- DOCUMENT PASSAGE -
/---
1.   Classify, compare the structure of, and give examples of each type of body membrane.

There are two major categories of body membranes:

a.   Epithelial membranes, which are composed of an outer layer of epithelial tissue and an inner layer of connective tissue.

b.   Connective tissue membranes, which are composed of two or more layers of connective tissues.

2.   Describe the structure and function of the epidermis and dermis.

The epidermis is the outermost layer of skin. It is made up of a thin sheet of stratified squamous epithelium. The cells found in the innermost layers of the epidermis undergo mitosis; this enables the skin to repair itself. As cells produced in the deep layers of the epidermis move up toward the surface, their cytoplasm is replaced by a protein called keratin. Keratin waterproofs the skin. The tough, outer layer of the epidermis, called the stratum corneum, contains dead cells that continually flake off. Another layer of cells called the pigment layer also exists in the epidermis. This layer gives color to the skin.
\---
- ENTRIES SUPPLIED -
/---
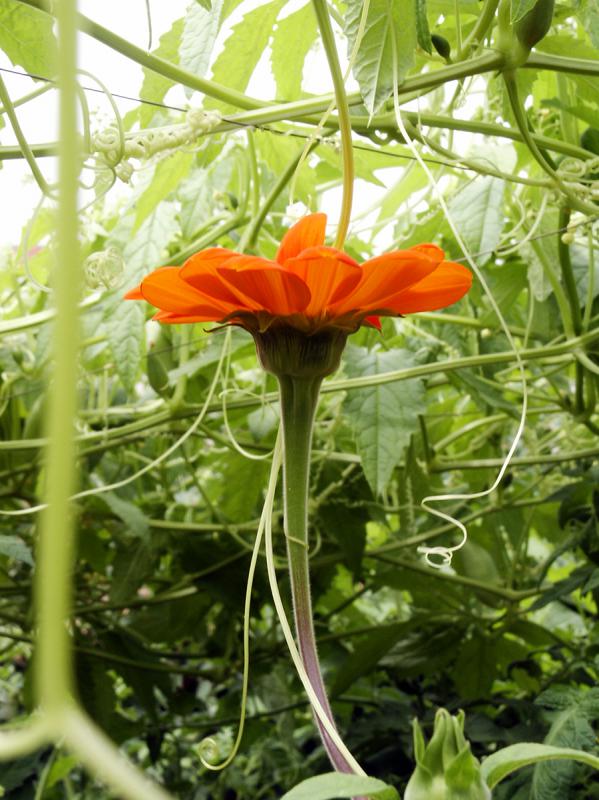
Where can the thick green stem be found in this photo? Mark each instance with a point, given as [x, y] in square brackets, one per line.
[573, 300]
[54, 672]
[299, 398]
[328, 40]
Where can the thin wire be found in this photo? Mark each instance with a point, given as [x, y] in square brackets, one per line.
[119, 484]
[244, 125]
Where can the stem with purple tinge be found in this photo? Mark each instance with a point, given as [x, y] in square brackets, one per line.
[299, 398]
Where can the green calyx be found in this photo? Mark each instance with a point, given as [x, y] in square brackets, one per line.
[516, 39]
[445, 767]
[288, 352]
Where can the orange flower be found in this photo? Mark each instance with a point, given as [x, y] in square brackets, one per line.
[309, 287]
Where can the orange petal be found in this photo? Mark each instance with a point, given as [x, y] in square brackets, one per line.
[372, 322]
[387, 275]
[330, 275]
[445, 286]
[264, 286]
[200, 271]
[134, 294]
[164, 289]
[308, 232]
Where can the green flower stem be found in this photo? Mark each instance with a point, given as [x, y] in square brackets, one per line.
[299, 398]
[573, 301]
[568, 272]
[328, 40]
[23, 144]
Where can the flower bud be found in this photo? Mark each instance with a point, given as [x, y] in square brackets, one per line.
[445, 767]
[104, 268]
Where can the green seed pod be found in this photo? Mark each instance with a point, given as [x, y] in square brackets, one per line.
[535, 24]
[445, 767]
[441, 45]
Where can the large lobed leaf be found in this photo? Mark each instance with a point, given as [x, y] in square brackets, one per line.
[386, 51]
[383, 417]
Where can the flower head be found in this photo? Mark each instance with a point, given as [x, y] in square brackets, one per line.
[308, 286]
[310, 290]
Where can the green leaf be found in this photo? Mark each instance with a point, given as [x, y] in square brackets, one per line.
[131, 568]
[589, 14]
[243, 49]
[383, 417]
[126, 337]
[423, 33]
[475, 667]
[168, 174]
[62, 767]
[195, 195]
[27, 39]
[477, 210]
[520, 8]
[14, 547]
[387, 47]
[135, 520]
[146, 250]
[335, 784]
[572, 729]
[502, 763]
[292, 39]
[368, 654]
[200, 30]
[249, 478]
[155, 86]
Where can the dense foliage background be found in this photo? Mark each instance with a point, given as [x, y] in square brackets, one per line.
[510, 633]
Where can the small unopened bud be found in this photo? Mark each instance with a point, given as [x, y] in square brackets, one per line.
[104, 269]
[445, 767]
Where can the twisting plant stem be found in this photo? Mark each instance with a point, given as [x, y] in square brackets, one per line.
\---
- WHAT YOU WILL DO -
[1] In the passage on body membranes and skin, what is the tough outer layer of the epidermis called?
[2] List every kind of tissue that the passage on body membranes and skin names.
[3] Extend the passage on body membranes and skin, starting right after its final sentence.
The records are not needed for any of this work.

- TASK-BY-TASK ANSWERS -
[1] The stratum corneum.

[2] Epithelial tissue, connective tissue, and stratified squamous epithelium.

[3]
The dermis is the deeper layer of skin. It is composed primarily of connective tissue. Its upper regions contain projections called dermal papillae that make fingerprints possible. The deeper areas of the dermis are filled with collagenous fibers that give toughness to skin and elastic fibers that enable the skin to stretch. The dermis also contains nerves, muscles, hair follicles, glands, and blood vessels.

3.   List and briefly describe each accessory organ of the skin.

Hair is an accessory organ of the skin. It grows from a space called the hair follicle. Growth begins from a small cluster of cells at the base of the follicle. These cells are called the hair papillae. They form the hidden part of the hair, called the root, and the visible portion of the hair, called the shaft. Other accessory organs of the skin include sense receptors that carry messages of touch, temperature, pain, and pressure. Meissner’s corpuscles, which are sensitive to light touch, and Pacinian corpuscles, which are sensitive to pressure, are examples of sense receptors. Nails are also classified as accessory organs. They consist of a visible part, called the body, and a hidden part, called the root. They function to protect the skin. Skin glands are also classified as accessory organs. Examples include:

a.   The sudoriferous glands that, if eccrine, produce perspiration and if apocrine, produce a thick, milky secretion.

b.   The sebaceous glands produce oil to lubricate the skin.

4.   List and discuss the three primary functions of the integumentary system.

The functions of the skin are:

Protection—It keeps microorganisms out of the body, protects against harmful chemicals, protects against excess fluid loss, and shields against ultraviolet radiation.

Temperature regulation—It produces sweat that cools the body.

Sense organ activity—The skin contains nerve endings, which keep us informed of changes that occur in the environment.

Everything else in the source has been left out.